Task details
Count how many lines in the records contain the string "position". Reply with the number alone.

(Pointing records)

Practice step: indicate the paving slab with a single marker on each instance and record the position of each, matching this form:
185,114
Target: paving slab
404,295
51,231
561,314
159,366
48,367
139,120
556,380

==

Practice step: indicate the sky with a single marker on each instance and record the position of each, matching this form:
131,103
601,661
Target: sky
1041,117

Written reply
2